We will use the basic fact that $\overline{a+b}=\overline{a}+\overline{b}$ and $\overline{ab}=\overline{a}\cdot\overline{b}$.

Before we show $V$ satisfies the eight properties we must first show vector addition and scalar multiplication as defined are actually well-defined in the sense that they are indeed operations on $V$. In other words if $f$ and $g$ are two functions in $V$ then we must show that $f+g$ is in $V$. In other words if $f(-t)=\overline{f(t)}$ and $g(-t)=\overline{g(t)}$ then we must show that $(f+g)(-t)=\overline{(f+g)(t)}$. This is true because $$(f+g)(-t)=f(-t)+g(-t)=\overline{f(t)}+\overline{g(t)}=\overline{(f(t)+g(t)}=\overline{(f+g)(t)}.$$

Similary, if $c\in\mathbb R$, $(cf)(-t)=cf(-t)=c\overline{f(t)}=\overline{cf(t)}$ since $\overline{c}=c$ when $c\in\mathbb R$.

Thus the operations are well defined. We now show the eight properties hold:

(1) Addition on functions in $V$ is defined by adding in $\mathbb C$ to the values of the functions in $\mathbb C$. Thus since $\mathbb C$ is commutative, addition in $V$ inherits this commutativity.

(2) Similar to 1, since $\mathbb C$ is associative, addition in $V$ inherits this associativity.

(3) The zero function $g(t)=0$ is in $V$ since $-0=\overline{0}$. And $g$ satisfies $f+g=f$ for all $f\in V$. Thus $V$ has a right additive identity.

(4) Let $g$ be the function $g(t)=-f(t)$. Then $$g(-t)=-f(-t)=-\overline{f(t)}=\overline{-f(t)}=\overline{g(t)}.$$ Thus $g\in V$. And $$(f+g)(t)=f(t)+g(t)=f(t)-f(t)=0.$$ Thus $g$ is a right additive inverse for $f$.

----------------

- _PARTS OF THE EXERCISE_
A) How would you translate this sentence from the vector space proof into Spanish: "Thus the operations are well defined."
B) Can you restate word for word everything in the vector space proof from "Thus the operations" down to "inverse for $f$."?
C) In the vector space proof, which function serves as the right additive inverse for $f$?
The data comes from a separate source.

- _GIVEN DATA_

----------------

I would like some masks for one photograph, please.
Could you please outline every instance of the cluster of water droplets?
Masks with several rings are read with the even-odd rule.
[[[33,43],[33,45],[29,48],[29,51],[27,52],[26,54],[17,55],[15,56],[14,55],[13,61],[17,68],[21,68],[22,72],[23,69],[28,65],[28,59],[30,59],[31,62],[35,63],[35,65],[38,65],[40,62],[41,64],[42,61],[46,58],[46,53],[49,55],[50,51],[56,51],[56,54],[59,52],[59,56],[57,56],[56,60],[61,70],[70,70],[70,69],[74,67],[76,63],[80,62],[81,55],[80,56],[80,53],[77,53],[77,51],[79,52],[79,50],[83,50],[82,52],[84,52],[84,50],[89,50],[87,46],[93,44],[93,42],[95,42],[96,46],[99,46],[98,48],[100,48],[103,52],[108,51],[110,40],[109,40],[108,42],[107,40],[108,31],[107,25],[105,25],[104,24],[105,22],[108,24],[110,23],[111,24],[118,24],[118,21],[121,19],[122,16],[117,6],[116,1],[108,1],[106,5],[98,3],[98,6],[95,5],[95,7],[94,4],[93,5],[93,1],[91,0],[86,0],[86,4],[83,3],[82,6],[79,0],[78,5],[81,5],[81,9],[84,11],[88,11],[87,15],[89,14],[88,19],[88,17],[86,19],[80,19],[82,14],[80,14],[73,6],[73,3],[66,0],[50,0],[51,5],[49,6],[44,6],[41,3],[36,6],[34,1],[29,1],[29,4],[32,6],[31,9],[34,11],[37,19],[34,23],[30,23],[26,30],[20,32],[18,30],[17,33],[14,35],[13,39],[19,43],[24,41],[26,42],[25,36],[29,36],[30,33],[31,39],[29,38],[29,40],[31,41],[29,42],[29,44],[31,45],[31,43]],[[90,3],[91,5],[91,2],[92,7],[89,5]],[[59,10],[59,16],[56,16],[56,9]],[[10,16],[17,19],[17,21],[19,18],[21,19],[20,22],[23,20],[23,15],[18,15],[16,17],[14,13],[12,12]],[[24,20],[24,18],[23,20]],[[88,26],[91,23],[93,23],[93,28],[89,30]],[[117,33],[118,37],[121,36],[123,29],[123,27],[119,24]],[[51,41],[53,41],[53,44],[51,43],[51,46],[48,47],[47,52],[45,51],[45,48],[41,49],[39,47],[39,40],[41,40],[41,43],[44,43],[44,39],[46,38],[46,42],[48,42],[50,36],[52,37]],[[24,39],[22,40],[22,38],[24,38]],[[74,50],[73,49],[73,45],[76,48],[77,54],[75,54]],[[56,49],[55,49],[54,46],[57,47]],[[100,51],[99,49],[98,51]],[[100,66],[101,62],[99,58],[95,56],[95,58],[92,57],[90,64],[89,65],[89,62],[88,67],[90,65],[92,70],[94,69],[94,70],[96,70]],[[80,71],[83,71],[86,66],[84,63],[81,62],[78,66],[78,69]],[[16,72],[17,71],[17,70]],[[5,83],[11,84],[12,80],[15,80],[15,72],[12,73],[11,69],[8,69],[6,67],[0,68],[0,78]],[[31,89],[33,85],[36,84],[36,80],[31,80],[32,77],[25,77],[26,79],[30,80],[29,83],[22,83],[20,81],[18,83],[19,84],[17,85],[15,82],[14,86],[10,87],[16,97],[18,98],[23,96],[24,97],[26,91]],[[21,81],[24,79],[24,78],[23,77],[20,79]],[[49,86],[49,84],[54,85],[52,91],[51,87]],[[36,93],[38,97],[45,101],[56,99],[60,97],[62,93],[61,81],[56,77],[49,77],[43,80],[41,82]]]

----------------

- _SOLUTIONS TO THE TASKS_
A) Por lo tanto, las operaciones están bien definidas.

B)
Thus the operations are well defined. We now show the eight properties hold:

(1) Addition on functions in $V$ is defined by adding in $\mathbb C$ to the values of the functions in $\mathbb C$. Thus since $\mathbb C$ is commutative, addition in $V$ inherits this commutativity.

(2) Similar to 1, since $\mathbb C$ is associative, addition in $V$ inherits this associativity.

(3) The zero function $g(t)=0$ is in $V$ since $-0=\overline{0}$. And $g$ satisfies $f+g=f$ for all $f\in V$. Thus $V$ has a right additive identity.

(4) Let $g$ be the function $g(t)=-f(t)$. Then $$g(-t)=-f(-t)=-\overline{f(t)}=\overline{-f(t)}=\overline{g(t)}.$$ Thus $g\in V$. And $$(f+g)(t)=f(t)+g(t)=f(t)-f(t)=0.$$ Thus $g$ is a right additive inverse for $f$.

C) The function $g(t)=-f(t)$.